The task:
Once you find the line containing "pixel 77 241" in the data below, copy it and each following line exactly, up to and including the line containing "pixel 123 169", and nothing else.

>>>>

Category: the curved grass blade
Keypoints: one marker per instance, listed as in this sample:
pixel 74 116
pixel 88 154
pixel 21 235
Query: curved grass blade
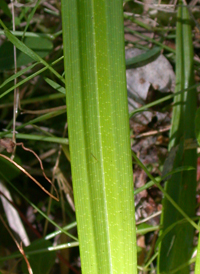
pixel 177 245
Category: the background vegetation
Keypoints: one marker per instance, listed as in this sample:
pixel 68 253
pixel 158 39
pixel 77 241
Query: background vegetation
pixel 33 112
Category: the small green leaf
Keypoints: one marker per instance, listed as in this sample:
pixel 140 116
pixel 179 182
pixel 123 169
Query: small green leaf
pixel 5 8
pixel 55 85
pixel 40 46
pixel 197 125
pixel 40 263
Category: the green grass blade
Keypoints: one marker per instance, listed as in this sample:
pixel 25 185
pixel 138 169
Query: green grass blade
pixel 21 46
pixel 99 135
pixel 177 245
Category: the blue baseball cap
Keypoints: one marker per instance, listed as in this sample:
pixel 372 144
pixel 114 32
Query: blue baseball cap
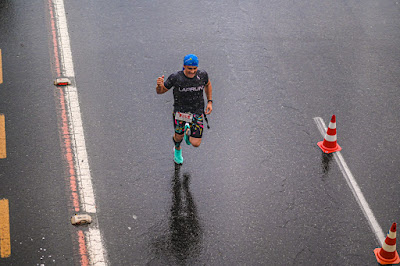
pixel 191 60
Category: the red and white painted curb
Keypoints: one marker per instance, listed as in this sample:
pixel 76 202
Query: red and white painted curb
pixel 91 247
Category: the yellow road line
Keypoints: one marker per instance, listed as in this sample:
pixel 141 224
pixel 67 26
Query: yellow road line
pixel 1 70
pixel 3 152
pixel 5 243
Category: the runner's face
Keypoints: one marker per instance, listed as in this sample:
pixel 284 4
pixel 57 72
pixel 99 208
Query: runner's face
pixel 190 71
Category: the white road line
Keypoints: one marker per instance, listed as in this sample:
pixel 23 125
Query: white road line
pixel 373 223
pixel 95 246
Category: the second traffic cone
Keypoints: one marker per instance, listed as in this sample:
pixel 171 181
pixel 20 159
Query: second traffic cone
pixel 388 254
pixel 329 144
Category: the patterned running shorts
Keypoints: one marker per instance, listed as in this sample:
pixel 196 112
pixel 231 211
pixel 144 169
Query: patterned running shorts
pixel 196 127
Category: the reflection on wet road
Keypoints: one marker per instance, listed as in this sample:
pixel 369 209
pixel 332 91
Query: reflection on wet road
pixel 183 241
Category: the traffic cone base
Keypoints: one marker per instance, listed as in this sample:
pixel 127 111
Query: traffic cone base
pixel 328 150
pixel 383 261
pixel 387 254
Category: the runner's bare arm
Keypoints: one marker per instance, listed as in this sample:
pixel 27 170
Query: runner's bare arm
pixel 160 85
pixel 208 90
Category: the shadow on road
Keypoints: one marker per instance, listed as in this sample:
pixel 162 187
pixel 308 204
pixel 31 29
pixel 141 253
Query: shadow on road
pixel 185 228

<<<<

Response to this task:
pixel 77 241
Query: background vegetation
pixel 33 112
Category: the small green leaf
Keypoints: one marker per instance, listed as in this sample:
pixel 140 116
pixel 179 182
pixel 123 169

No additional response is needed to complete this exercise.